Problems and tasks:
A. In the text about Mesilla, what does the town's name mean?
B. Restate word for word the stretch of the Mesilla text from "Situated adjacent to" through "meets the eye.".
C. Resume the text about Mesilla's history and culture, picking up after its last sentence.

Document text Start Marker

Situated adjacent to Las Cruces, Mesilla (“Little Tableland”) is a tiny town that packs a big punch. The charming community offers an abundance of colorful art galleries, delicious restaurants, historic architecture, and annual events steeped in tradition. It’s a wonderful place to spend the day, but there is more to Mesilla than immediately meets the eye.
Since its beginning, Mesilla has played a central role in the economic, historical, and political life of the Southwest, including the Gadsden Purchase, the Civil War, the Butterfield Stage Coach Trail, and the Trial of Billy the Kid. The community has also been shaped by Native and Hispanic-American influences, and the result is a rich, cultural experience that is difficult to find anywhere else in the world.
There is evidence of Mesilla’s heritage everywhere you look — you just have to know what you’re looking for.

Document text End Marker
Provided information Start Marker

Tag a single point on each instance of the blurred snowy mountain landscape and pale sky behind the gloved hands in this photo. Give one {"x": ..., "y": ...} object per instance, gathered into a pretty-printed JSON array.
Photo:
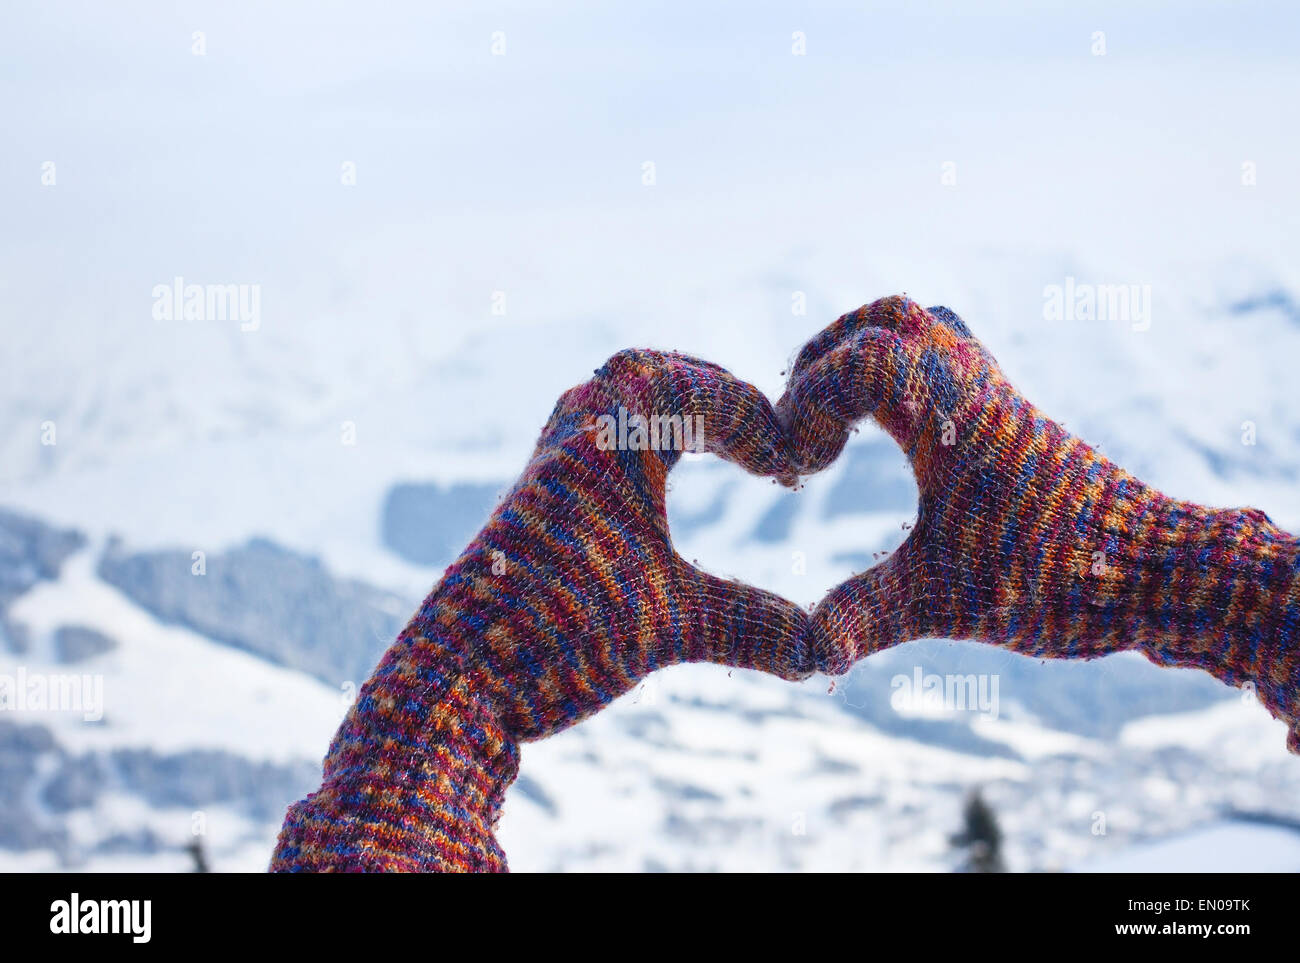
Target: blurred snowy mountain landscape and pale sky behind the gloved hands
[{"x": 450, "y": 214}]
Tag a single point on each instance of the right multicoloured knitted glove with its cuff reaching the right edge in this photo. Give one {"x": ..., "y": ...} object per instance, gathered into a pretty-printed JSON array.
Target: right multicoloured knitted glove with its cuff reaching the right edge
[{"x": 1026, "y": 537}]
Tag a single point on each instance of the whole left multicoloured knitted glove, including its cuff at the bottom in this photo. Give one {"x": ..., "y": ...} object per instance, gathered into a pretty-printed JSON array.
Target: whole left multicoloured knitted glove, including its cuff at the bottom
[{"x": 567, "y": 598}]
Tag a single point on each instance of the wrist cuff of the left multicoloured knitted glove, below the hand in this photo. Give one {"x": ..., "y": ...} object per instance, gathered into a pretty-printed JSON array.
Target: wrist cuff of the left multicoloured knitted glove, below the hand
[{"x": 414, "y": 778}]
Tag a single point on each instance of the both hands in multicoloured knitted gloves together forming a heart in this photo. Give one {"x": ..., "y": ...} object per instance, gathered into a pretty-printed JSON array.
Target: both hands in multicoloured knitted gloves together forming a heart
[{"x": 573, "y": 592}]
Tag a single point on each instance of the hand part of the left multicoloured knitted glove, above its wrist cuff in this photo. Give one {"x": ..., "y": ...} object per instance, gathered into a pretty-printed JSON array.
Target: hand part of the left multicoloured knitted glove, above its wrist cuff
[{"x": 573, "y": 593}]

Provided information End Marker

Answers to each task:
A. Little Tableland

B.
Situated adjacent to Las Cruces, Mesilla (“Little Tableland”) is a tiny town that packs a big punch. The charming community offers an abundance of colorful art galleries, delicious restaurants, historic architecture, and annual events steeped in tradition. It’s a wonderful place to spend the day, but there is more to Mesilla than immediately meets the eye.

C.
The cultural heritage of Mesilla is apparent in the historic architecture, which ranges from traditional adobe structures to elaborate Mission-style churches. Adobe is a building material made with earth and other organic matter and translates roughly to “mud brick” in Spanish. It’s one of the earliest construction techniques and is used throughout the world, but is definitely a signature style in New Mexico and throughout the Southwest. Keep an eye out for it in homes and other structures. (You won’t have to look far.)
Additionally, the Basilica of San Albino sits in the town’s center and is one of the oldest churches in the Southwest. It is recognized for having been established in Mexico before the Gadsden Purchase. After the purchase, of course, the magnificent building became part of the United States territory. The leaded stained glass windows depict images of saints, and the church’s iconic silhouette has become one of the region’s most recognizable landmarks.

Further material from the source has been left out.